**What is asked**
1. Summarize the passage on the master plan in exactly two sentences.
2. Starting with the first entry and going on through the line with "point(255, 181)", rewrite the entries with every "chain link fence" changed to "wire mesh fence" and nothing else altered. Omit the pictures.

**Text passage**
▽

So if you look at our master plan you will observe that in the residential areas, we have facilities and infrastructures that are planned to boost economic activities, like at Eleme area, we designated industries, we do that to connect the seaport at Onne, for economy and logistic  activities.  So these are the kind of things we are trying to do.
It is important to also note that we work in conjunction with all other departments of government to put everything right before the time, and therefore you can see new roads because the master plan has provided roads to run in the same directions.
So, is we see a new road in the area, we ask the commissioner for work to identity the road, and how it fits into the plan.
In the new development area, we also plan for managing the traffic. We are building bridges not because we don’t know what to do with money but to avoid the kind of traffic problems we have in the city presently.
If you go to the new Port Harcourt City, you will see what we are doing. We have bridges access roads. Water supply, power supply and other projects going on.  Some are completed, while some yet to be completed. By the time all these developments are okay, and people are there, you will see the difference.

△

**Given information**

▽

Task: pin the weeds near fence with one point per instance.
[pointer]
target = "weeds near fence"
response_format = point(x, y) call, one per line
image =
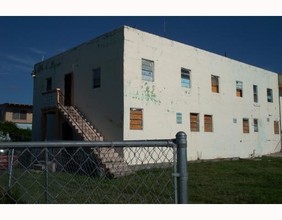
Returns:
point(254, 181)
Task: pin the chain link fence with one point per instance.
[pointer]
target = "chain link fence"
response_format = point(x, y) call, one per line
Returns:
point(94, 172)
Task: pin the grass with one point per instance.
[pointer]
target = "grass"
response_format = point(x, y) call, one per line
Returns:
point(255, 181)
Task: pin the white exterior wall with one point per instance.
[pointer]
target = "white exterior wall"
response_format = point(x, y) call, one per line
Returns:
point(103, 106)
point(163, 98)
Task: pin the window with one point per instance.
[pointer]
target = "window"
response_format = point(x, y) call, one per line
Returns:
point(48, 84)
point(19, 114)
point(255, 92)
point(179, 118)
point(276, 127)
point(96, 78)
point(208, 123)
point(136, 119)
point(185, 78)
point(215, 83)
point(269, 95)
point(246, 128)
point(194, 122)
point(147, 70)
point(255, 125)
point(239, 89)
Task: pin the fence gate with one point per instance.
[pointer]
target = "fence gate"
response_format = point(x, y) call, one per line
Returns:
point(151, 171)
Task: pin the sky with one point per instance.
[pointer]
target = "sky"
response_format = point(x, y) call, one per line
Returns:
point(26, 40)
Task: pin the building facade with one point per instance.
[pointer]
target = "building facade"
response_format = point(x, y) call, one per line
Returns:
point(129, 84)
point(20, 114)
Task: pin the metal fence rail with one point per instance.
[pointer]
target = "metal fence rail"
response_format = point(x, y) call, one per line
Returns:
point(70, 172)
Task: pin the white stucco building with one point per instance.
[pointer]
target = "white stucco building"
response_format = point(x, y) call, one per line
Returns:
point(130, 84)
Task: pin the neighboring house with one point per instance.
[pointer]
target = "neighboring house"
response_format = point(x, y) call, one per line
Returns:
point(129, 84)
point(20, 114)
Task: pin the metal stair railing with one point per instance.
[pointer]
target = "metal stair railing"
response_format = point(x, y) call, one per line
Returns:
point(84, 127)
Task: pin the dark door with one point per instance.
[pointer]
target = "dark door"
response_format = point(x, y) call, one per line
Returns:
point(68, 89)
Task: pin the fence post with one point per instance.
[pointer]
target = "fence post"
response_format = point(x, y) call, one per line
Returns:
point(182, 178)
point(46, 176)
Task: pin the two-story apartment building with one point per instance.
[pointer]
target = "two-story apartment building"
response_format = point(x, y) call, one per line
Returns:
point(129, 84)
point(20, 114)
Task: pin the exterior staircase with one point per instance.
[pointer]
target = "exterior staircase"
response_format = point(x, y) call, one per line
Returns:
point(108, 159)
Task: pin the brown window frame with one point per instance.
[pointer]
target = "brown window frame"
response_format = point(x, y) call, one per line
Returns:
point(256, 129)
point(136, 119)
point(208, 120)
point(215, 84)
point(276, 127)
point(239, 88)
point(246, 126)
point(194, 122)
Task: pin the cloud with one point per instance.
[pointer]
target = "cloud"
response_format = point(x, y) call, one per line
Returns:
point(16, 64)
point(37, 51)
point(28, 61)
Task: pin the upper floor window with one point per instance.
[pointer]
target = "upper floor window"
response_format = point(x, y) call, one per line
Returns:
point(136, 119)
point(255, 125)
point(179, 118)
point(246, 128)
point(215, 83)
point(194, 122)
point(239, 89)
point(19, 114)
point(276, 127)
point(147, 70)
point(208, 123)
point(185, 78)
point(48, 84)
point(255, 93)
point(96, 78)
point(269, 95)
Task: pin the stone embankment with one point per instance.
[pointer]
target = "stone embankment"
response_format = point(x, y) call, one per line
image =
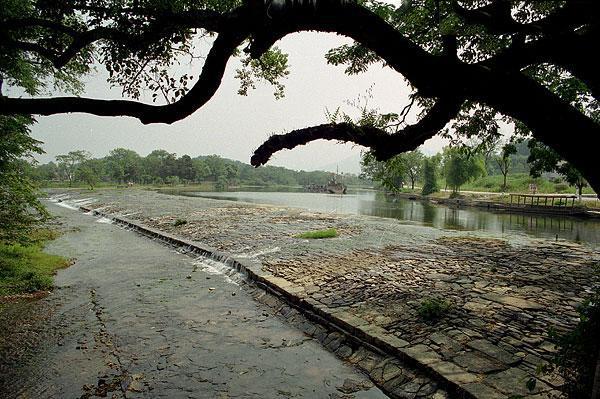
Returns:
point(370, 282)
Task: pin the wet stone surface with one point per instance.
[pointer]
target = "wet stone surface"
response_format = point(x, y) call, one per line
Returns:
point(126, 321)
point(504, 294)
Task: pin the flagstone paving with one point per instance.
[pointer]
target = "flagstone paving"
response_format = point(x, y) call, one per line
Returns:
point(504, 295)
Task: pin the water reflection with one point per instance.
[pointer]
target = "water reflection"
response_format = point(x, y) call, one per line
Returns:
point(439, 216)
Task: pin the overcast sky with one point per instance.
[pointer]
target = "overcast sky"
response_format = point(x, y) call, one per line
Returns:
point(231, 125)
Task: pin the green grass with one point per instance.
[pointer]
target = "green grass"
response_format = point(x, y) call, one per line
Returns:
point(519, 183)
point(26, 268)
point(431, 309)
point(317, 234)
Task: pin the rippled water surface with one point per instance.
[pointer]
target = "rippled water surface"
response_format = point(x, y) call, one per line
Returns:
point(439, 216)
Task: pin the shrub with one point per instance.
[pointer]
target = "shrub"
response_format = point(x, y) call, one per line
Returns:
point(432, 309)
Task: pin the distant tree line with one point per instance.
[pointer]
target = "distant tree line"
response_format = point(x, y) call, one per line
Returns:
point(459, 165)
point(123, 166)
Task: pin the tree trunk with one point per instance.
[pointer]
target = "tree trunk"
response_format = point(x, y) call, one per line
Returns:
point(596, 386)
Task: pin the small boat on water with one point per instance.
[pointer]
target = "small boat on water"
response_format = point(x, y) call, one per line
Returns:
point(332, 187)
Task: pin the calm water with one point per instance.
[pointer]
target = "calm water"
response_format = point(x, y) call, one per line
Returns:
point(468, 219)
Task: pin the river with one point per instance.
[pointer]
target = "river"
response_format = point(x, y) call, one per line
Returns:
point(465, 219)
point(134, 318)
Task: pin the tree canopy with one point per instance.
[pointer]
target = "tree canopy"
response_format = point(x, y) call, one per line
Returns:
point(470, 63)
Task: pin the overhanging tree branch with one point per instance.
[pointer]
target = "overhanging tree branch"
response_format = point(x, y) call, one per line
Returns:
point(207, 84)
point(383, 144)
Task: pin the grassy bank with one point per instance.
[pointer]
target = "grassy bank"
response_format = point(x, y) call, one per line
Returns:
point(26, 268)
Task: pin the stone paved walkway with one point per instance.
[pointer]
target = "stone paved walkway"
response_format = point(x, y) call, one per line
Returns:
point(132, 318)
point(504, 294)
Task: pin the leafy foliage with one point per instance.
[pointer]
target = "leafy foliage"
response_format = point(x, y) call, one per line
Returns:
point(429, 177)
point(432, 309)
point(544, 159)
point(460, 167)
point(25, 268)
point(20, 210)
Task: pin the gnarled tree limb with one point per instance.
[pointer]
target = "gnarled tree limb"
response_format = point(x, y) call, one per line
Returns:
point(202, 91)
point(383, 144)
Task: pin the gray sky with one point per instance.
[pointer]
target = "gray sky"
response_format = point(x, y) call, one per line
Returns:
point(231, 125)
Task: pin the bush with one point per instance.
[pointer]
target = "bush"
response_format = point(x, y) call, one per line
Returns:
point(26, 269)
point(432, 309)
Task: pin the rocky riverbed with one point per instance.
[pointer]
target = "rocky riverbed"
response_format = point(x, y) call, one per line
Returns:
point(504, 295)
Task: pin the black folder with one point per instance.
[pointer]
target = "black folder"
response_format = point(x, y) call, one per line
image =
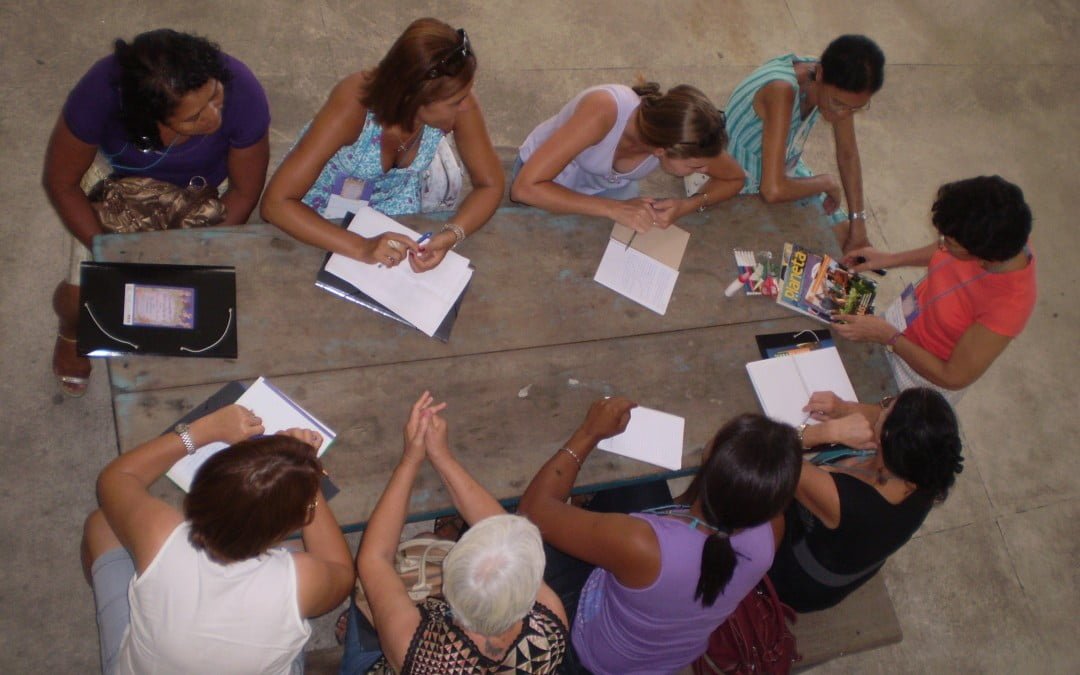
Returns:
point(171, 310)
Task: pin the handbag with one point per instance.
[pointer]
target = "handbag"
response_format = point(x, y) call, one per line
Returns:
point(755, 638)
point(419, 565)
point(139, 204)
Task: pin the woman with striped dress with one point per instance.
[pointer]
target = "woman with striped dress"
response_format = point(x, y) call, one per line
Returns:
point(770, 116)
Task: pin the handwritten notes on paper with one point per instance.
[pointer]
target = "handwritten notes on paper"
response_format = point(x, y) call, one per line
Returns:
point(644, 267)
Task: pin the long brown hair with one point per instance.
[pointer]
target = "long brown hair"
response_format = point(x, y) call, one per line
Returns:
point(402, 81)
point(251, 496)
point(684, 122)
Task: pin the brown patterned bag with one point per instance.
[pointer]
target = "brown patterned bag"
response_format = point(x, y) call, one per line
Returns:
point(138, 204)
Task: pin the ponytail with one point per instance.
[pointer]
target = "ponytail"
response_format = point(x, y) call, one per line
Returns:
point(717, 567)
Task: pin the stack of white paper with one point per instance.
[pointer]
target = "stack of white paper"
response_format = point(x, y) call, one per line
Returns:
point(650, 436)
point(278, 413)
point(644, 267)
point(784, 385)
point(423, 299)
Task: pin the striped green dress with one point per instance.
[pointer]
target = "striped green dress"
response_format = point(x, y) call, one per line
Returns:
point(744, 126)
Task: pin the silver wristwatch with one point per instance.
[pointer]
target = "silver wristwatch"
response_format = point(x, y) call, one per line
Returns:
point(184, 431)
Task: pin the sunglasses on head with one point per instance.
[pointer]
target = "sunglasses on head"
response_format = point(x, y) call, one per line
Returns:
point(454, 62)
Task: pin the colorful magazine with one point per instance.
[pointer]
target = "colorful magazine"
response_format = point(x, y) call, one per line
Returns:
point(817, 285)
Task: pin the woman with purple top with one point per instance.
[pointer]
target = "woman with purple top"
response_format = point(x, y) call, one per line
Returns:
point(664, 579)
point(167, 106)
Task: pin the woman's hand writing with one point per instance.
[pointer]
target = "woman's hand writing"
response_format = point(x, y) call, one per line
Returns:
point(230, 424)
point(431, 253)
point(637, 214)
point(825, 405)
point(388, 250)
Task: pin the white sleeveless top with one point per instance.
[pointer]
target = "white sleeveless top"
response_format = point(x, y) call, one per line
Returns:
point(591, 172)
point(191, 615)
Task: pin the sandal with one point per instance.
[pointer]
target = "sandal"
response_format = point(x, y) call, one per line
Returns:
point(341, 626)
point(449, 527)
point(72, 385)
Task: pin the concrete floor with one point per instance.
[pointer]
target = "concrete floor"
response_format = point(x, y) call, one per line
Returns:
point(979, 86)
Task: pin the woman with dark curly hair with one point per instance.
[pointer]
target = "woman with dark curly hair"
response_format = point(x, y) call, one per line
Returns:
point(849, 516)
point(167, 106)
point(381, 137)
point(589, 158)
point(977, 295)
point(770, 116)
point(211, 590)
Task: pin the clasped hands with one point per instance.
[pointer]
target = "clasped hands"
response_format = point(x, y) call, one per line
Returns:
point(840, 421)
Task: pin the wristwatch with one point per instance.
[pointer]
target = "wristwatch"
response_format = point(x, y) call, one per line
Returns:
point(184, 431)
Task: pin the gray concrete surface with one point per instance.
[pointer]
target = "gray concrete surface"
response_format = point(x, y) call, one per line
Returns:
point(989, 584)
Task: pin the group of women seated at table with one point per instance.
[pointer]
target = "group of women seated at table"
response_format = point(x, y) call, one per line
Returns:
point(175, 108)
point(650, 586)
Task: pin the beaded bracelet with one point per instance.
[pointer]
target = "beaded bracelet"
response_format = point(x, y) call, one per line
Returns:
point(459, 234)
point(571, 454)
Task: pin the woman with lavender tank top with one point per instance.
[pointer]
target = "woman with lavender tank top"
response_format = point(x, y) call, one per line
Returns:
point(589, 158)
point(664, 580)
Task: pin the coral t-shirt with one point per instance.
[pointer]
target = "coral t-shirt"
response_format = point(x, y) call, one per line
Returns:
point(957, 294)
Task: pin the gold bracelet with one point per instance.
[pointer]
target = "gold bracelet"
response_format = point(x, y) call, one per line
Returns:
point(571, 454)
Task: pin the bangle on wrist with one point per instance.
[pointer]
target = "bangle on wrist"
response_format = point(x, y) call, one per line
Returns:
point(459, 234)
point(891, 342)
point(567, 449)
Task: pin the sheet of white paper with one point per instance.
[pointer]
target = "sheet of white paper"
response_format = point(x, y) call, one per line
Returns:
point(422, 299)
point(784, 385)
point(337, 206)
point(634, 274)
point(651, 436)
point(278, 412)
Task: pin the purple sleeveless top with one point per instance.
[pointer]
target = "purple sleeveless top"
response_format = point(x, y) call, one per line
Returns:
point(661, 629)
point(92, 112)
point(592, 171)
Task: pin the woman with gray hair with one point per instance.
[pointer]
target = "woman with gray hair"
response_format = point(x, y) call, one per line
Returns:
point(497, 616)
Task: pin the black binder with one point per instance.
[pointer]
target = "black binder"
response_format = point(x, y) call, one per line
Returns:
point(171, 310)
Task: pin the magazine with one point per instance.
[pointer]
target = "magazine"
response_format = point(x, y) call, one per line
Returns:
point(817, 285)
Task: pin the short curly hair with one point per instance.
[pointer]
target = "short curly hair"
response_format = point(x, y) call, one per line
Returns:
point(853, 64)
point(986, 215)
point(251, 496)
point(157, 69)
point(920, 441)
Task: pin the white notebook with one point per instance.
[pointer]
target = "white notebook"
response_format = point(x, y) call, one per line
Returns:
point(278, 412)
point(422, 299)
point(784, 383)
point(651, 436)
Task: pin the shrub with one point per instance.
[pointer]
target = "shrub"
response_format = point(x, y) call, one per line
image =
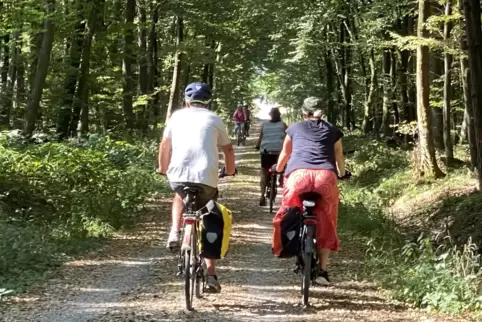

△

**Answers below**
1. The master plan places facilities and industries in residential areas such as Eleme to boost economic activity and connect to the seaport at Onne, and the planners work with other government departments so that new roads fit the plan. In the new development area, bridges, access roads, water supply and power supply are being built to manage traffic and avoid the city's present traffic problems, with some projects completed and others still underway.

2.
Task: pin the weeds near fence with one point per instance.
[pointer]
target = "weeds near fence"
response_format = point(x, y) call, one per line
image =
Returns:
point(254, 181)
Task: pin the wire mesh fence with one point per instance.
[pointer]
target = "wire mesh fence"
response_format = point(x, y) call, one per line
Returns:
point(94, 172)
Task: pin the grass with one point per instance.
[pointer]
target = "grass"
response_format = point(x, y) call, one per line
Returns:
point(255, 181)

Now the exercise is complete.